* [TASK DIRECTIONS]
From the line that includes "Target: car on road" to the last line of the data, quote each line precisely; both boundary lines belong in the answer.

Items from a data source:
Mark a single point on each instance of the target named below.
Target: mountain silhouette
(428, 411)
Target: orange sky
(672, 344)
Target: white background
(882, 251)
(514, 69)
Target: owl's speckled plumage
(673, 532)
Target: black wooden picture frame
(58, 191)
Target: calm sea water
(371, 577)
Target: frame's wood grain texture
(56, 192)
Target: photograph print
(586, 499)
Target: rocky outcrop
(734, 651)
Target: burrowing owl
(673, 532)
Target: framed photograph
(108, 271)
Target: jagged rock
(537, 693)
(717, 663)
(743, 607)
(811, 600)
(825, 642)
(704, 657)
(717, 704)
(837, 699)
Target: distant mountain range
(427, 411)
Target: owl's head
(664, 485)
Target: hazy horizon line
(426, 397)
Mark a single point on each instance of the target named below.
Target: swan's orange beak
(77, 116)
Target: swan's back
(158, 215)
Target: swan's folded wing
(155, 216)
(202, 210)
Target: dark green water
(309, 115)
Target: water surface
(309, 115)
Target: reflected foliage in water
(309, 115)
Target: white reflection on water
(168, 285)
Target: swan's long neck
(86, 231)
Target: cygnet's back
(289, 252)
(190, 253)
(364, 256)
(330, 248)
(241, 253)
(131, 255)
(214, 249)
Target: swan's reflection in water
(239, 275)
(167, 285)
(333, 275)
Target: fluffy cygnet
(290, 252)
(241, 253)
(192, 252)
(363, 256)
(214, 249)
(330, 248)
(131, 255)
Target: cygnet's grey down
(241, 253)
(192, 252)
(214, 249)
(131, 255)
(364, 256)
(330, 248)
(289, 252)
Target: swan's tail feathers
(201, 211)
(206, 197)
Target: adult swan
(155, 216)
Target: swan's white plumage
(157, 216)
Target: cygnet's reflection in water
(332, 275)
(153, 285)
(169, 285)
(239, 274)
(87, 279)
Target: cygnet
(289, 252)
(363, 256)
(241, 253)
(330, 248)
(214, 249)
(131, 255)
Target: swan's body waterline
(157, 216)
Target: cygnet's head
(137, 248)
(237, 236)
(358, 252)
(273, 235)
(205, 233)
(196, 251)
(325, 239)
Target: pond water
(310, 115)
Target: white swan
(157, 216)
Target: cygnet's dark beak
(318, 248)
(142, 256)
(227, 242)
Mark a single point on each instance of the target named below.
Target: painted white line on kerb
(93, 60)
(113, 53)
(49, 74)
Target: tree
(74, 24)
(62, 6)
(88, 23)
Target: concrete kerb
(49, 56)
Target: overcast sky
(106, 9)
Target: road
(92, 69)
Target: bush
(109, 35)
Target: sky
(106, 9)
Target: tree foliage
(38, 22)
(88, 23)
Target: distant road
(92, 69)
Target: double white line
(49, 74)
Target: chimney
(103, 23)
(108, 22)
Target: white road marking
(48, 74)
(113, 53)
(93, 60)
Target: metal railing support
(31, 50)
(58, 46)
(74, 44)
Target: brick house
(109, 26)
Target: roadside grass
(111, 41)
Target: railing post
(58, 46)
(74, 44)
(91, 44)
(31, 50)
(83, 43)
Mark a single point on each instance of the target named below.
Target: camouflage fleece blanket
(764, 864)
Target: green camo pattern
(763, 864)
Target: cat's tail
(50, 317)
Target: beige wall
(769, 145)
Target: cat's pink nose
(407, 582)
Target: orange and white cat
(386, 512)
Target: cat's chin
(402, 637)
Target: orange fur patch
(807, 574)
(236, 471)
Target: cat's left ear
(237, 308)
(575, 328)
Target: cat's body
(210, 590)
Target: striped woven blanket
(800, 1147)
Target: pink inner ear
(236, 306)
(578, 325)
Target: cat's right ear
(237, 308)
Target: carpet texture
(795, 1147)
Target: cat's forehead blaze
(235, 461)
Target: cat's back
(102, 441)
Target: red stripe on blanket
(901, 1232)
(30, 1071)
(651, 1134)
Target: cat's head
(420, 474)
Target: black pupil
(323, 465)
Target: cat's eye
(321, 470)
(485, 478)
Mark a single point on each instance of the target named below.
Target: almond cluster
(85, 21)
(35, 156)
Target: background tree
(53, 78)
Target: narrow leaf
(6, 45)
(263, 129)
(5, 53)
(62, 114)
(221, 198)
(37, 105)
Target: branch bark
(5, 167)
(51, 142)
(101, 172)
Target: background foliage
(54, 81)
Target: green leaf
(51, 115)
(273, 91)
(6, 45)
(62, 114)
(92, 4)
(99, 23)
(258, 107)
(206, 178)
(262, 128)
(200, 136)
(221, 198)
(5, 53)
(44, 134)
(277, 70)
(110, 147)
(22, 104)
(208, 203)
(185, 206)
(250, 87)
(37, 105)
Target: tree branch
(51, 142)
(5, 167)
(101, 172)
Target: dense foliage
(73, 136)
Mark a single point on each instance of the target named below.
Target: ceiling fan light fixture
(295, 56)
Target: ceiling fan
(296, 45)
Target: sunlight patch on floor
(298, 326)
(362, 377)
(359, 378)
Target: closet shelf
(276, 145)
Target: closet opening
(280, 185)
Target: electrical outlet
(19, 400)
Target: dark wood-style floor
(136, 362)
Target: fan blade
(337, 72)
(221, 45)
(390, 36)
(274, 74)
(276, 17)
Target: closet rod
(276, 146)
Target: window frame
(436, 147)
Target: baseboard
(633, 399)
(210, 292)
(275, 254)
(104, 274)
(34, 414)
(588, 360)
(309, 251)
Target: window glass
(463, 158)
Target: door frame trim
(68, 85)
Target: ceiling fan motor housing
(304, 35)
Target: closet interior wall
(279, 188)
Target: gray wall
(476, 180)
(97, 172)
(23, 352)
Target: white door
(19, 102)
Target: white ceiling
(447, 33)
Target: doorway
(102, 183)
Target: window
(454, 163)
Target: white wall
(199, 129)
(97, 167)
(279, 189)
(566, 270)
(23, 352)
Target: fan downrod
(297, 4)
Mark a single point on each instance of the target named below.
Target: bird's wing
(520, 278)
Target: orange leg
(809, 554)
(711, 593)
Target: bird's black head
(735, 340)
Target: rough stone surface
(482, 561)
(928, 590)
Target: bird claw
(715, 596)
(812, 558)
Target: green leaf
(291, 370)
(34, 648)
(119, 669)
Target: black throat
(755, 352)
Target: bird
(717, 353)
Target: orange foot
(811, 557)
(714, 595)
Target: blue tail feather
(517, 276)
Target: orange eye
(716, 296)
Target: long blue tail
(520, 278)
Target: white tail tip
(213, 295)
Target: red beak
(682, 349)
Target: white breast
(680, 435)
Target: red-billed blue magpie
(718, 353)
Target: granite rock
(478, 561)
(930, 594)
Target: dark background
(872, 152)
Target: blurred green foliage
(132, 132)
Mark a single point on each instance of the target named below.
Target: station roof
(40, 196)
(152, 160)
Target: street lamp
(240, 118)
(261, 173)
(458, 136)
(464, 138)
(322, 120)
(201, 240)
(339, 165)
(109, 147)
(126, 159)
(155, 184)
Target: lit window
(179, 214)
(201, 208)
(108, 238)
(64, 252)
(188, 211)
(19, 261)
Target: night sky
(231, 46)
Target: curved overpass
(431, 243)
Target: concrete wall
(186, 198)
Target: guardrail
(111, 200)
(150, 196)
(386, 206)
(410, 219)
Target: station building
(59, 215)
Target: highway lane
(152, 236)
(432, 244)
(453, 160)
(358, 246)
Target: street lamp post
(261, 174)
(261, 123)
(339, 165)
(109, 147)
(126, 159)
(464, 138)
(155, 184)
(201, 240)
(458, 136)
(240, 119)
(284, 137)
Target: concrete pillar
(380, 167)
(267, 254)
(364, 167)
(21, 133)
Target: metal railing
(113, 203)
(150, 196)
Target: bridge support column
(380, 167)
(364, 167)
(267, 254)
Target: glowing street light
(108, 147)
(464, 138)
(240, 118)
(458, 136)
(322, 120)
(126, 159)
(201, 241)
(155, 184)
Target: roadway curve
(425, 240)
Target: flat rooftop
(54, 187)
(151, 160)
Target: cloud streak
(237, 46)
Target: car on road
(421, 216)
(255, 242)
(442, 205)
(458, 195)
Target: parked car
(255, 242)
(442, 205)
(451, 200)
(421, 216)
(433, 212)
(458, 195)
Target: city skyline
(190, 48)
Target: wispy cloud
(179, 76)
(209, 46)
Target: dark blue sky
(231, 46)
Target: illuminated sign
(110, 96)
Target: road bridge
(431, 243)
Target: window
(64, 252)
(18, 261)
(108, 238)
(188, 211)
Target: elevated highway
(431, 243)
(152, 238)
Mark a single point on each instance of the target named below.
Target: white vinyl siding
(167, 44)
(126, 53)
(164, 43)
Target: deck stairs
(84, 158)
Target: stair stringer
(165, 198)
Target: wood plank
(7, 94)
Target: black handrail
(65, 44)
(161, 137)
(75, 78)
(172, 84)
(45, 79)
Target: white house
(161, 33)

* [EXERCISE OUTPUT]
Target: car on road
(421, 216)
(255, 242)
(442, 205)
(458, 195)
Target: parked car
(255, 242)
(442, 205)
(451, 200)
(421, 216)
(433, 212)
(458, 195)
Target: city skyline
(190, 48)
Target: wispy cloud
(179, 76)
(209, 46)
Target: dark blue sky
(231, 46)
Target: illuminated sign
(110, 96)
Target: road bridge
(431, 243)
Target: window
(64, 252)
(18, 261)
(108, 238)
(188, 211)
Target: elevated highway
(431, 243)
(152, 238)
Mark a single point on each instance of the target named below.
Target: white vinyl siding
(167, 44)
(126, 53)
(164, 43)
Target: deck stairs
(84, 158)
Target: stair stringer
(165, 198)
Target: wood plank
(7, 94)
Target: black handrail
(65, 44)
(161, 137)
(75, 78)
(172, 84)
(45, 79)
Target: white house
(161, 33)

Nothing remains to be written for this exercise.